● Task
Extend the text on hazard-based probabilistic models in RiskScape, picking up right after its final sentence.

● Provided text
------------
Hazard-based probabilistic models

Background

For a hazard-based model in RiskScape, the exceedance probability (or return period) of each event in the model is already known (or estimated). For example, you have a set of hazard files for a range of 10-year to 1000-year flood events.

This differs from other probabilistic models, such as event-based models, where we derive the exceedance probability from running the model itself.

The main benefit of the hazard-based approach is that you only need a small number of events to create a probabilistic output. This is useful when producing the many thousands of hazard-layers required for an event-based model is not feasible.

A hazard-based probabilistic model requires that:

  • each event in the model has a known recurrence interval (or return period), which is present in the hazard-layer data (or metadata).

  • the model’s loss function must produce monotonically increasing losses with respect to decreasing hazard frequency. In other words, less frequent events must produce a more severe loss for each and every element-at-risk that is exposed to the hazard.
------------
● Dataset extract
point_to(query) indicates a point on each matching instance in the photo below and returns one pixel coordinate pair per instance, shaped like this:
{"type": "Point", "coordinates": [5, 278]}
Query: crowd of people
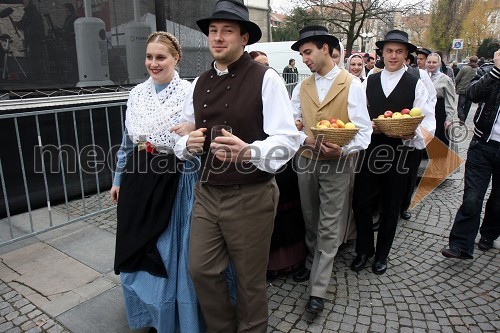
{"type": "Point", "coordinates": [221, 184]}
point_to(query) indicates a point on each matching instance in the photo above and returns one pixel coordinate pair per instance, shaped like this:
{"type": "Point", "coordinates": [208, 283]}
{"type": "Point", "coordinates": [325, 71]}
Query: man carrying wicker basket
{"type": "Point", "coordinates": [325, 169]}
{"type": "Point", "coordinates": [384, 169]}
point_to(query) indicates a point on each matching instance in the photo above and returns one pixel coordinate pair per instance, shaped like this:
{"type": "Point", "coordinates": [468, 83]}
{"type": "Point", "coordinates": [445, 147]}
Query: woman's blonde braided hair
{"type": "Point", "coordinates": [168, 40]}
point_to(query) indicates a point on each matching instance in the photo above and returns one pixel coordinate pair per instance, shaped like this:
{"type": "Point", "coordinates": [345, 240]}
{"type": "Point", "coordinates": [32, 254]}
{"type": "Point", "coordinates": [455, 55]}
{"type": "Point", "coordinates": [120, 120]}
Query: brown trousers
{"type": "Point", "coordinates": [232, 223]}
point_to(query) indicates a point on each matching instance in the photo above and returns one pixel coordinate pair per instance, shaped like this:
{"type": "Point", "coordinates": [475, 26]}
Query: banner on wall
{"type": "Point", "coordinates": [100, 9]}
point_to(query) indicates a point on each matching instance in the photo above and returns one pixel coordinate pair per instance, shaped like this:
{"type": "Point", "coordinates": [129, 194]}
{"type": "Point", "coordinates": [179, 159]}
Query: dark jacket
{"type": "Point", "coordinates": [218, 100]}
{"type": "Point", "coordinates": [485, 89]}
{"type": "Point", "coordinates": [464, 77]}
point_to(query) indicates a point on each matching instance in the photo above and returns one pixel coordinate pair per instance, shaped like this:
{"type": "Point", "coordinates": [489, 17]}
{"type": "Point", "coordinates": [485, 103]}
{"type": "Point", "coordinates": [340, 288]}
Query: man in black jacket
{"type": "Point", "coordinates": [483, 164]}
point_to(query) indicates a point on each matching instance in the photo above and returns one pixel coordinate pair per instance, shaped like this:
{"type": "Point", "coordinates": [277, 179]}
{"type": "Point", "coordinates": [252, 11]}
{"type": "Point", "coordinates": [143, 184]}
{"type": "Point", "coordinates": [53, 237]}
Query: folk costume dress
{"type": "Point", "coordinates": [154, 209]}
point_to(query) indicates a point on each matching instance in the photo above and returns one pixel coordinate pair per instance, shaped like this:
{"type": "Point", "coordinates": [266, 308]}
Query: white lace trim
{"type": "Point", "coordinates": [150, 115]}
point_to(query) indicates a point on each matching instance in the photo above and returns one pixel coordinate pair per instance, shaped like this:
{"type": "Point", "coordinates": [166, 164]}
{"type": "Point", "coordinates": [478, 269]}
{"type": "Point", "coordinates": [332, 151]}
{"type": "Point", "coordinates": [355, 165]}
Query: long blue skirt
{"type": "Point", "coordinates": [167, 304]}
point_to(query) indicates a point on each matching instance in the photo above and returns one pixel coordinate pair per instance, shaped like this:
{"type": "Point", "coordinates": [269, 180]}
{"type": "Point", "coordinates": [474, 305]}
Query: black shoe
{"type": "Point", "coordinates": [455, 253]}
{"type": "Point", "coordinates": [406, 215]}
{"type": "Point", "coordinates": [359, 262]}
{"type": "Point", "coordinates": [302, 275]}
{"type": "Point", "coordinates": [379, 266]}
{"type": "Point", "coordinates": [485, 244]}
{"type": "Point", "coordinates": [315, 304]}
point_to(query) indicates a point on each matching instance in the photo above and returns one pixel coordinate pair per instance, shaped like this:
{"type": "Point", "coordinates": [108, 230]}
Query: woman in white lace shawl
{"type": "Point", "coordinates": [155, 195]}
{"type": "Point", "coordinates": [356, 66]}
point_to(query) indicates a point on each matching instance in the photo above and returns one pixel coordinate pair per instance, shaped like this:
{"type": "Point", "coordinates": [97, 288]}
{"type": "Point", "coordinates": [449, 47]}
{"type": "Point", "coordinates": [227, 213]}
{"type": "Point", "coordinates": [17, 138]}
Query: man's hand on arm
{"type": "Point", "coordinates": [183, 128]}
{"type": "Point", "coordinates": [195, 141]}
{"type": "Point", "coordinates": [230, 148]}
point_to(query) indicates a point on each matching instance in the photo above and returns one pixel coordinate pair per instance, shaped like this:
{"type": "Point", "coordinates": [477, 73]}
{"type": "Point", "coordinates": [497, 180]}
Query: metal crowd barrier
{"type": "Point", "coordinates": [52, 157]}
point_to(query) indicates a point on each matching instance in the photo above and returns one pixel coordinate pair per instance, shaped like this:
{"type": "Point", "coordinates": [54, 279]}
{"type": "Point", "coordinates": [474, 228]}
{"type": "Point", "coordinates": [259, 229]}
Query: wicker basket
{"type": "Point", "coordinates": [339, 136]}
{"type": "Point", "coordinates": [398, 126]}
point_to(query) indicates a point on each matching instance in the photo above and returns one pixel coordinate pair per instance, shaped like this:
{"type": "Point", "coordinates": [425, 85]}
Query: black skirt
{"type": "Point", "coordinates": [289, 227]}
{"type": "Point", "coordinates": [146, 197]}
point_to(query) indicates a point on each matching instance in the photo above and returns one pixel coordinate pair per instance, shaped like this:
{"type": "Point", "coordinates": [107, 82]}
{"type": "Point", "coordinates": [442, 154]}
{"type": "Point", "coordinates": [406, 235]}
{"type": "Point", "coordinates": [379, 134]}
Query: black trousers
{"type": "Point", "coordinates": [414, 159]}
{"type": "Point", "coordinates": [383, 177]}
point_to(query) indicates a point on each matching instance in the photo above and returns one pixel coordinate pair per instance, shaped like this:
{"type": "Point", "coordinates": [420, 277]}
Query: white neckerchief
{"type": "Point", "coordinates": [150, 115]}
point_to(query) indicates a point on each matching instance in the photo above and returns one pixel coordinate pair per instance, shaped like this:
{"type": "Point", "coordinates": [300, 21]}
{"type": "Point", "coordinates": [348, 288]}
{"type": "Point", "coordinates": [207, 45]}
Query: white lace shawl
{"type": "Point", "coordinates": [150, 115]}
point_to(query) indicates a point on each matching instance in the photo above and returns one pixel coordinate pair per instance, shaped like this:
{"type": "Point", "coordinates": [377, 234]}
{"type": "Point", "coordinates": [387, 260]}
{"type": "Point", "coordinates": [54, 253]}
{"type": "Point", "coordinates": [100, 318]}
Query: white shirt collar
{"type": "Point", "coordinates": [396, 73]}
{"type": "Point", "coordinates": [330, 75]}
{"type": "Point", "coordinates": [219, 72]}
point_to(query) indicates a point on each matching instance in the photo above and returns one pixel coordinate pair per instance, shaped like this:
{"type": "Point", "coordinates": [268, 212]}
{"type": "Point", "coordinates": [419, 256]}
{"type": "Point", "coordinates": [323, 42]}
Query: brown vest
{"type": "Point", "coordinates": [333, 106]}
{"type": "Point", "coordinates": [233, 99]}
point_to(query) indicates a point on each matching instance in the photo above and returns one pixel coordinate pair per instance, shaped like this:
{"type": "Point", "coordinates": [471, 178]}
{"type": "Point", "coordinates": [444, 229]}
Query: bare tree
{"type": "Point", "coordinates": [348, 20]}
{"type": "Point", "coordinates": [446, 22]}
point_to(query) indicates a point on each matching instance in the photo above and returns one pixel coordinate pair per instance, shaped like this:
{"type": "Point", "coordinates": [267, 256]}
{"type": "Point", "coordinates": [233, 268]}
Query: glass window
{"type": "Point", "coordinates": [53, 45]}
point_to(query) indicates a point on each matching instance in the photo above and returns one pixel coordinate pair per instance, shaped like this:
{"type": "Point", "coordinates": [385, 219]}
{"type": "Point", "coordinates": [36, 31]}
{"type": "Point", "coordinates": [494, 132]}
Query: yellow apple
------------
● Task result
Return periods and exceedance probabilities

A hazard-layer in a hazard-based model may represent the probability of an event using either a return period or an exceedance probability. This guide prefers exceedance probabilities, as the maths is clearer, but they can be converted using some simple maths.

An exceedance probability is assumed to be given as a decimal number between 0 and 1. This is interpreted as the probability of an event of this intensity or greater of occurring in any given period (typically years). An exceedance probability can be related to a return period using a probability mass function, and for this example we assume the function for the Poisson distribution is appropriate.

When using Poisson, we use the return period as our rate, a.k.a lambda (λ). A return period can be converted to an exceedance probability (EP) with the following formula:

\[EP = 1 - e^{\lambda \times T}\]

We can compute this in a RiskScape pipeline like so:

# NB this input() step is here for illustrative purposes only. You only
# need the next select() step bit when adding this to your own pipeline
input(value: {
    return_period: 1 / 10000, # 1 in 10,000 year event
    time_period: 1 # this is an annual return period
})
  ->
select({
    *,
    exceedance_probability: 1 - exp((0 - return_period) * time_period)
})

Reciprocal ARI

Often, exceedance probabilities are calculated from a return period (RP) with a simple approximation :

\[\frac{1} {RP}\]

But this is a poorer approximation than using the above Poisson based calculation. This table shows how the approximation method gets less accurate as the probability increases.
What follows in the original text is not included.